## EXERCISE AIM
Repeat the records below word for word, from the line containing "Where can you see the statue" through the end of the records.

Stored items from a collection
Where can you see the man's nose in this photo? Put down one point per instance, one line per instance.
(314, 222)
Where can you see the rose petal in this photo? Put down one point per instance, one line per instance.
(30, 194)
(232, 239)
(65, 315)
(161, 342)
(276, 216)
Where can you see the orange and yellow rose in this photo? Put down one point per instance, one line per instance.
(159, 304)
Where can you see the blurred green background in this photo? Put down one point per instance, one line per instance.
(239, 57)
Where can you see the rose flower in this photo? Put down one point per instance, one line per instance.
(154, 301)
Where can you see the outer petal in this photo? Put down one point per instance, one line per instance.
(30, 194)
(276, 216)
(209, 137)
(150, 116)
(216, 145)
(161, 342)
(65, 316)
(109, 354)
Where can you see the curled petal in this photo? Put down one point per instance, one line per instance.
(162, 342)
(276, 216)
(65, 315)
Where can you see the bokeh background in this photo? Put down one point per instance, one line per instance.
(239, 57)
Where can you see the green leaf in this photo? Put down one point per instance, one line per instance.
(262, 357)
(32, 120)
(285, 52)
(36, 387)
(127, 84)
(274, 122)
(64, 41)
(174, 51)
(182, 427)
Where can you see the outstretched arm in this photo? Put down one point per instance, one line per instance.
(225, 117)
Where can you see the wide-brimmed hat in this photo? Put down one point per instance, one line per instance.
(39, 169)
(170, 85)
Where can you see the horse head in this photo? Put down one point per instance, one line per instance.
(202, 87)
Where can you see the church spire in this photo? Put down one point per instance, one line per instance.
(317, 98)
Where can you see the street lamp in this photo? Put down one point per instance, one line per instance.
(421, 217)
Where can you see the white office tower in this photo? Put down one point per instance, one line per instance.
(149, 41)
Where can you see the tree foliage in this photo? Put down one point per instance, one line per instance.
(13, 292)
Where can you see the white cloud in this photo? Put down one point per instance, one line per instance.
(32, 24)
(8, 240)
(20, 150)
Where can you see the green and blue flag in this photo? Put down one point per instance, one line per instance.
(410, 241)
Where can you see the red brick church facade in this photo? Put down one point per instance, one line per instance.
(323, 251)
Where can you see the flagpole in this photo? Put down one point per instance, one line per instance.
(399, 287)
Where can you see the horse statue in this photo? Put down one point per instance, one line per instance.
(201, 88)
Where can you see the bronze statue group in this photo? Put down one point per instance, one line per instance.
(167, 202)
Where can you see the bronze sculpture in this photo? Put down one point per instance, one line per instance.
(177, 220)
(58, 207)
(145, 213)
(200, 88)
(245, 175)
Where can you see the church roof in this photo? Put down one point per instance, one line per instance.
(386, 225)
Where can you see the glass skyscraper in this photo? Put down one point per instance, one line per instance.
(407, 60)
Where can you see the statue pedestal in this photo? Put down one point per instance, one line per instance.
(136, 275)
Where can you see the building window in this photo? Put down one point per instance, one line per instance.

## RESPONSE FOR THIS EXERCISE
Where can you see the statue pedestal in this photo? Put down one point per instance, one line per instance.
(136, 275)
Where can you see the building window in this photo? Put down one point per instance, one line per instance.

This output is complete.